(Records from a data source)
··········
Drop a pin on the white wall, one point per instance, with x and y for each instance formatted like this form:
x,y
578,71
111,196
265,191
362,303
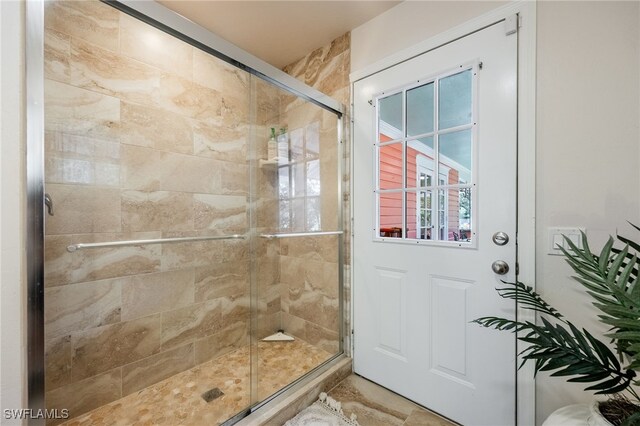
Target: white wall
x,y
588,137
407,24
12,211
588,142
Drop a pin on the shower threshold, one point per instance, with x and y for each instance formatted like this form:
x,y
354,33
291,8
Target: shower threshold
x,y
179,400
··········
Rewrite the stretch from the line containing "Drop a pin on the shower" through the end of the records as a numbered list, leaving out any blank lines.

1. Drop a pin on the shower threshold, one point per instance, with x and y for each instance formatted like this form:
2. x,y
3. 354,33
4. 291,8
5. Target: shower threshold
6. x,y
7. 179,400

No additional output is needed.